PROBLEM TO WORK ON: Each line holding the string "every" is to be copied from the data.

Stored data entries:
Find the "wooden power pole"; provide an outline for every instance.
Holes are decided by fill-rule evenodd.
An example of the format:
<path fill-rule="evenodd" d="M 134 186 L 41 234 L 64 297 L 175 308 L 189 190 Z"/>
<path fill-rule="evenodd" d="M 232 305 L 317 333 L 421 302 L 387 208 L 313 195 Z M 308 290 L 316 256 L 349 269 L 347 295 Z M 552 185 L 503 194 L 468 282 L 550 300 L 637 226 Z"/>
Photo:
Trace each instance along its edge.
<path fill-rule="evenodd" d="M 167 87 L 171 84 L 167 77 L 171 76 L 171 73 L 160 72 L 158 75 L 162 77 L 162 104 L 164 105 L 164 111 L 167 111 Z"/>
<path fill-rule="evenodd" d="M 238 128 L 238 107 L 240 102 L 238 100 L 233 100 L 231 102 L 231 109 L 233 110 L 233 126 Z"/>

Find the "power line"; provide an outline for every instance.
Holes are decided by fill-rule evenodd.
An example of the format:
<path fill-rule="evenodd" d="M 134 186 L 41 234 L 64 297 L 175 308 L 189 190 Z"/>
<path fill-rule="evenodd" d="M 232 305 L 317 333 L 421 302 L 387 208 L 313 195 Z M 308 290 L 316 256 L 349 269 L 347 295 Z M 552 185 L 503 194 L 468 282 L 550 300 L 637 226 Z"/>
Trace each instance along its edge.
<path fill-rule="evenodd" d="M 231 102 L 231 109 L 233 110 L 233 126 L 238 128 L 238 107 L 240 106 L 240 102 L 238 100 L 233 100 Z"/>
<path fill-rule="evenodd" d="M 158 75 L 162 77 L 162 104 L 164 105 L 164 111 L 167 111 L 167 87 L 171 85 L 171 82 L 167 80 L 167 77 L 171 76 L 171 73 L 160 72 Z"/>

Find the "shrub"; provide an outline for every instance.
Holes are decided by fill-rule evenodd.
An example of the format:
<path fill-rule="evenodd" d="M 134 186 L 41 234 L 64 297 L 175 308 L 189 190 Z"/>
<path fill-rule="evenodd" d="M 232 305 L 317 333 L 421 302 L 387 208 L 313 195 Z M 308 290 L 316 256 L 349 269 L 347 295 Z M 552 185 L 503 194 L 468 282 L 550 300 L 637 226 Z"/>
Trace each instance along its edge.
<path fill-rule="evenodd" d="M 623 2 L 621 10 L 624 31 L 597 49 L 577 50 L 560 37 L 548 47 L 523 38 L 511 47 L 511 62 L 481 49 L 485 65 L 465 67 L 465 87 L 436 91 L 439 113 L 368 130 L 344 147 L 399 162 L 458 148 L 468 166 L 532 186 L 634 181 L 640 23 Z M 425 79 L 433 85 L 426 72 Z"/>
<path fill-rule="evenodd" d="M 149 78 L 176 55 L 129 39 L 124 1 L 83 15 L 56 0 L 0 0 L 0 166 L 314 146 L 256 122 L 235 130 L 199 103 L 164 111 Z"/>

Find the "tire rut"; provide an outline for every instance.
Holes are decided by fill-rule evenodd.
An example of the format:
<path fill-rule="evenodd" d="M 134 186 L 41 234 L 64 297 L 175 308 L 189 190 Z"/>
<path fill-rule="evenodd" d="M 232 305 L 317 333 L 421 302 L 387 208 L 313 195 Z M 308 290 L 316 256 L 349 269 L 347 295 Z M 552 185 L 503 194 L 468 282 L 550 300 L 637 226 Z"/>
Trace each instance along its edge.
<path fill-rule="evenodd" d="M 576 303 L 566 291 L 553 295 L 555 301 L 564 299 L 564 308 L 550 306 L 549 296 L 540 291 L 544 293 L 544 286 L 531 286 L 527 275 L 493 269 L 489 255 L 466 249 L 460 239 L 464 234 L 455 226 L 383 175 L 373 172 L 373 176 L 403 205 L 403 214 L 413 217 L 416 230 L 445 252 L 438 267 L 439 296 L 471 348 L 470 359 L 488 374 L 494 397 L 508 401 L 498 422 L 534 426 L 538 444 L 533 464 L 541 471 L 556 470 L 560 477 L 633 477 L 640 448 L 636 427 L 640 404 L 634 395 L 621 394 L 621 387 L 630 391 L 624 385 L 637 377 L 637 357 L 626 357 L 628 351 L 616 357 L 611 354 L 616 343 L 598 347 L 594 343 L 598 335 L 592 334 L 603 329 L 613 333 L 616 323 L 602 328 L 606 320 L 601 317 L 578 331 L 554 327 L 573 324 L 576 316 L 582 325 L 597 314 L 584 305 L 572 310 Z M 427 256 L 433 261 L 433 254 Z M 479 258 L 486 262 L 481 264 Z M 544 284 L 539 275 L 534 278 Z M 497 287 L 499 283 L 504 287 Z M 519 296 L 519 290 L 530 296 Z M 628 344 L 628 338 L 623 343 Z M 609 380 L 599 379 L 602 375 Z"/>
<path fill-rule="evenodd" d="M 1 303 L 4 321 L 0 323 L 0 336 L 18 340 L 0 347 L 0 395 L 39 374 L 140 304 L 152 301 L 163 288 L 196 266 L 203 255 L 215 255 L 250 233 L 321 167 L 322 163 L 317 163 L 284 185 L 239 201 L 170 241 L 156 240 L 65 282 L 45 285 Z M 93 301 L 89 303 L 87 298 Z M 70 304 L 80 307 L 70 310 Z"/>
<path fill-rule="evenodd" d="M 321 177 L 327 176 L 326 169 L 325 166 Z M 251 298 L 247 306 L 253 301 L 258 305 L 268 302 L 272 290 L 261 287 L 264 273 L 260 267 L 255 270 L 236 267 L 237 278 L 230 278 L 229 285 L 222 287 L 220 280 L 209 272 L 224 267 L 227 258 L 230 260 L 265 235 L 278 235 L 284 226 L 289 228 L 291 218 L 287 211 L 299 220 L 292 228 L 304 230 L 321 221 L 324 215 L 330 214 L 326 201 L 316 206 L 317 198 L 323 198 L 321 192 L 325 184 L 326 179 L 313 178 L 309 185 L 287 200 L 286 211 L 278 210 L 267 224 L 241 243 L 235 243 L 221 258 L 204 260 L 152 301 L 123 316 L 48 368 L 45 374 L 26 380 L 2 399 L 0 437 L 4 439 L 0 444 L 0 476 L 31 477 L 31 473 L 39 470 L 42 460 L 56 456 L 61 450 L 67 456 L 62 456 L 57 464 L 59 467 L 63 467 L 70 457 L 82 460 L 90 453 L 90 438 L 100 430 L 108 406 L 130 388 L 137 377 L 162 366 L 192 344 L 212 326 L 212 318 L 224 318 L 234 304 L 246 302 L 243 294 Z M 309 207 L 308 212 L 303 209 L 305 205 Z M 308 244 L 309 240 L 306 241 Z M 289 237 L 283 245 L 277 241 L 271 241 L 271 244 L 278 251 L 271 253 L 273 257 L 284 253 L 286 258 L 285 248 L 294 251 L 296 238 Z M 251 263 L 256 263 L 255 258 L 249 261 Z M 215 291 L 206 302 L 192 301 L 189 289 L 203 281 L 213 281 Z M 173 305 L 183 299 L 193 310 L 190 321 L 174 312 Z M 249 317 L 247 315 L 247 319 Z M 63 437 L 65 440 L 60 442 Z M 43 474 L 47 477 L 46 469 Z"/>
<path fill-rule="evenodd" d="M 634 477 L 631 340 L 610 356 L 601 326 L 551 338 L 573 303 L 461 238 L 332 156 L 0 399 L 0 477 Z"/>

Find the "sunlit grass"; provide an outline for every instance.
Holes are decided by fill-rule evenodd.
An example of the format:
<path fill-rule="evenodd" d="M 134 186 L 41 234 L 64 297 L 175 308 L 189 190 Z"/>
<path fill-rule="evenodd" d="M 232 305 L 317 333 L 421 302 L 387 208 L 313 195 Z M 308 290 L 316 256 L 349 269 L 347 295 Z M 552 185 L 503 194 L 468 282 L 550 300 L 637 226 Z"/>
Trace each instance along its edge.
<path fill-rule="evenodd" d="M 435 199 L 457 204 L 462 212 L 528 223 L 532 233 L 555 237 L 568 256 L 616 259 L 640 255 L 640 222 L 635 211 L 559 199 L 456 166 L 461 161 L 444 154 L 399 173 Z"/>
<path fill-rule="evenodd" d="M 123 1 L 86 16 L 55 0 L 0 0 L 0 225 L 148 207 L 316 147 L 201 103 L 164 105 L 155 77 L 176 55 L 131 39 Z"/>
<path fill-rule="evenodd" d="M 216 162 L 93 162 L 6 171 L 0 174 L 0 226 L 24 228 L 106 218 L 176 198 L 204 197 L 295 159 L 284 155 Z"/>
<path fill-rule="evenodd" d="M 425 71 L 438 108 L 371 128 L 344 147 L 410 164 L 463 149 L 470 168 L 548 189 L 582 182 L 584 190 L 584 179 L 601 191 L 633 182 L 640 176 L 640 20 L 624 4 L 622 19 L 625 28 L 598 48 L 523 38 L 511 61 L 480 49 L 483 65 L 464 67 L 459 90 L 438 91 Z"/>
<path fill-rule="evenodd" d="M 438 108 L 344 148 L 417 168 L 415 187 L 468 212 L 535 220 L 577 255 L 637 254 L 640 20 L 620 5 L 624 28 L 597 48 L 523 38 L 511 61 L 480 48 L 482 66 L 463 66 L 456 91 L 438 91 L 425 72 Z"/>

REPLY:
Find the "wooden power pole"; provide an outline for every instance.
Find the "power line"; provide an outline for every instance.
Find the "shrub"; provide an outline for every instance.
Find the "tire rut"; provide an outline for every instance.
Find the "sunlit grass"; provide an outline for every instance.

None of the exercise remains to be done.